══ Source
IMMEDIATE RELEASE
Contact: Terri
Hall, Founder/Executive Director, Texans
Uniting for Reform & Freedom (TURF) or
Hank Gilbert, TURF Board member (903)
570-3613
PHONE: (210)
275-0640 / EMAIL:
terri@texasturf.org
WEB:
http://www.TexasTURF.org
Senate bill opens NEW loophole to
toll existing highways
Friday, March 27, 2009 –
SB 220 authored by
Senator Robert Nichols
actually opens a NEW loophole that would
allow existing highway lanes
to be tolled and the free lanes to be
subsequently downgraded to access
roads. This bill would legalize
the conversions of at least three
highway projects in the works:
281 N and 1604 in Bexar County and 290 E
in Travis
County as well as Trans Texas Corridor
segments of Hwy 59.
SB 220
passed the Senate 31-0 despite citizen
concerns, TURF testimony, and our
action alert notifying EVERY single
senator of this problem.
"It's an outrage
that the author of this bill, Senator
Nichols, is out there touting that he's
ended the tolling of existing highways,
and he knows his bill does just the
opposite! He's an ex-Transportation
Commissioner who not only was involved
in writing the first bill to address
tolls on existing highways that had the
original loopholes back in 2005 (SB
2702), but also he was present when
Governor Perry signed the contract with
Cintra for the Trans Texas Corridor, and
he has plenty of ties to and funding
from the highway lobby. He knows exactly
what he's doing. The leopard is showing
his spots," explains Terri Hall
TURF Founder.
The
wording of this bill leaves a number of
loopholes for TxDOT to leap through.
Sections 228.201 (a) 1, 3, 5 are the
trouble spots that need to be omitted.
Section one essentially allows the Texas
Transportation Commission to convert any
freeway as long as they do it before it
awards a contract. Section three would
allow virtually EVERY toll project in
the state to be a conversion since most
were in an MPO plan prior to September
of 2005. Then, section five permits
TxDOT to convert freeways all it wants
if they simply slap a stoplight on it
and snarl traffic for years on end until
the public capitulates to toll taxes. It
states if a highway lane has a "control
device" prior to the conversion, those
lanes can be tolled and the free lanes
downgraded to frontage roads with
permanent stoplights and slower speed
limits.
“It
should NEVER be legal to take away
existing highway lanes and downgrade the
free lanes into frontage roads. But
section #5 of this bill would do exactly
that,” notes Hall.
On the Trans
Texas Corridor TTC-69 expansion of
Hwy 59, for instance, SB 220 would
enable TxDOT to convert existing highway
lanes (that have stoplights when it
traverses through small towns) into a
toll road. Then those toll lanes would
be under the control of a Spain-based
company, ACS,
which has the development rights to the
TTC-69 corridor, leaving access roads as
the only non-toll lanes.
════
_Do this_
Can you carry on the press release about Senate Bill 220 and the tolling of existing highways past its final sentence? The listing that comes next is from an unrelated source.
══ Stored data
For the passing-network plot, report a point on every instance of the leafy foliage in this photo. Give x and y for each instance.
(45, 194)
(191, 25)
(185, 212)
════
_Expected output_
Hank Gilbert, on the Board of TURF,
directly questioned Amadeo Saenz about
this at the 2008 TxDOT press conference
promising to use existing highways for
the footprint on TTC-69, and he failed
to give a definitive answer.
If you watched the
Sunset Commission hearings last July,
you saw
legislators
awaken to the fact that TxDOT was NOT
following the legislative intent of its
previous attempt to outlaw converting
existing freeways into toll roads.
“When TxDOT is going to toll every
single mainlane currently open to
traffic as a US highway built and paid
for with state and federal dollars and
leave only frontage roads as the
non-toll, the taxpayers have rightly
gone nuclear,” says Hall.
Most rural divided highways eventually
need stoplights at the crossovers. The
stoplights make it no less a highway
than before it had stoplights, but it
certainly slows the thru traffic. Then,
TxDOT usually upgrades to a controlled
access highway by building overpasses
over the stoplights and adding frontage
lanes where needed. So TxDOT has been
exploiting this all over the state by
turning freeways with stoplights (which
are naturally congested by having to
stop) into tollways instead of building
overpasses and keeping those lanes
toll-free.
“This is wrong and
unacceptable. You’ve also been hearing
plenty of protest about using stimulus
money to build toll roads in a TRIPLE
TAX scheme Texans WILL NOT tolerate.
Converting existing freeways into toll
roads is the same tax scheme, this time
a DOUBLE tax, using a different pot of
money,” relates Gilbert who protested
the use of stimulus money for toll roads
for which a commissioner called him and
TURF supporters, “bigots.” Watch it
here.
“By leaving this bill as is, it's
legalizing theft, period. If TxDOT
can slap a stoplight on a highway as
a license to double tax motorists to
get to work, then that’s exactly
what they’ll do to get easy access
to our wallets. This is horrific
public policy and it needs to be
fixed,” Hall said.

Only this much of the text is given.